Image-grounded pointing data
BEGIN
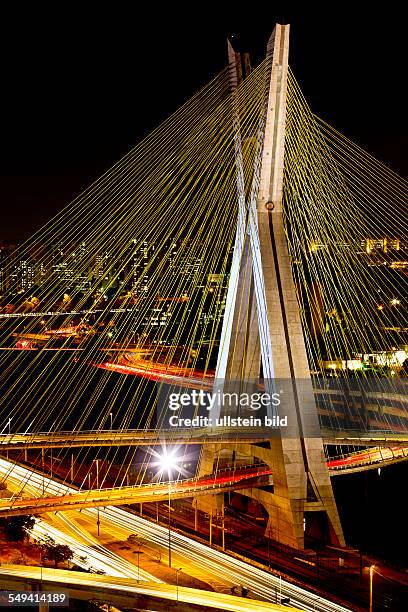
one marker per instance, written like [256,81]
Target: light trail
[88,552]
[218,565]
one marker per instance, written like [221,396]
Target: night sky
[80,88]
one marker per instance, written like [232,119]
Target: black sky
[80,87]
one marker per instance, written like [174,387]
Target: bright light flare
[168,462]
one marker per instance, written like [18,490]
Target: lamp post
[97,486]
[169,527]
[372,567]
[167,462]
[177,573]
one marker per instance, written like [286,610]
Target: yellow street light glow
[169,462]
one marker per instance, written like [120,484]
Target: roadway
[223,481]
[227,480]
[123,592]
[193,435]
[216,565]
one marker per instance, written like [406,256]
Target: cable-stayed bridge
[246,240]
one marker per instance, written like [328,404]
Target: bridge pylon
[262,324]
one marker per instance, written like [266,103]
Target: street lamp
[177,573]
[97,486]
[372,568]
[167,462]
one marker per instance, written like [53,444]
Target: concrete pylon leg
[245,351]
[301,481]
END
- What is being asked:
For the word "instance", show every line of the entries that holds it.

- Result for this exercise:
one marker per instance, written like [256,81]
one marker per instance, written like [221,396]
one marker per instance, written like [232,119]
one marker per instance, written like [174,387]
one marker per instance, written like [18,490]
one marker per instance, written like [286,610]
one marker per instance, written like [120,484]
one marker per instance, written like [406,256]
one marker per instance, written like [328,404]
one marker per instance, written like [266,103]
one marker per instance, written like [53,444]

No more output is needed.